======== Task data

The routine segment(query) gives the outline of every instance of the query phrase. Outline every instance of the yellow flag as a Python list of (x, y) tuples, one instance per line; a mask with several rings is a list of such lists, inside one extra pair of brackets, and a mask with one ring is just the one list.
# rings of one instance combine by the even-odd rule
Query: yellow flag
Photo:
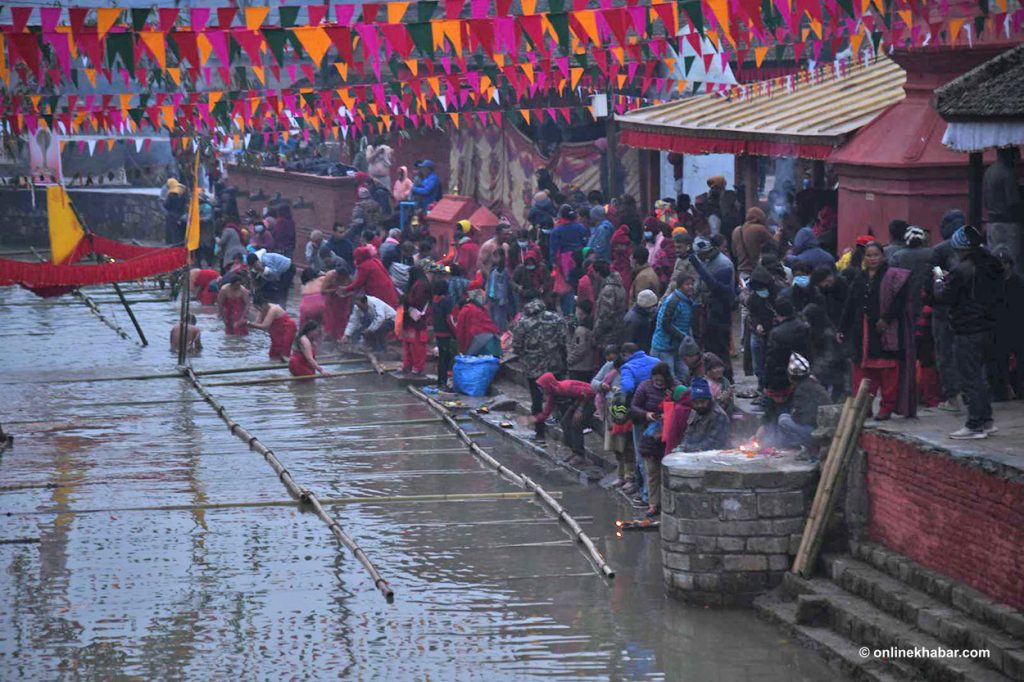
[(50, 260), (59, 265), (85, 237), (85, 230), (71, 208), (71, 198), (60, 185), (46, 188), (46, 213), (50, 223)]
[(192, 201), (188, 207), (188, 230), (185, 232), (185, 243), (188, 250), (199, 248), (199, 152), (196, 152), (196, 163), (192, 167)]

================

**Your instructions:** Transcribe all lines above exactly, skipping pictures.

**Written answer:**
The routine segment(query) gives the outline of every instance of the query phrase. Outline every instance of the yellow flag as a Python list of (x, y) tuples, one instance per line; a mask with several rings is a list of such lists, inside one extra pair of brackets, and a mask with one ring is just the one list.
# rings of one instance combine by the even-odd rule
Query: yellow flag
Photo:
[(50, 260), (59, 265), (85, 237), (85, 230), (71, 208), (71, 198), (60, 185), (46, 188), (46, 213), (50, 223)]
[(192, 201), (188, 207), (188, 230), (185, 232), (185, 243), (188, 250), (199, 248), (199, 152), (196, 152), (196, 163), (192, 167)]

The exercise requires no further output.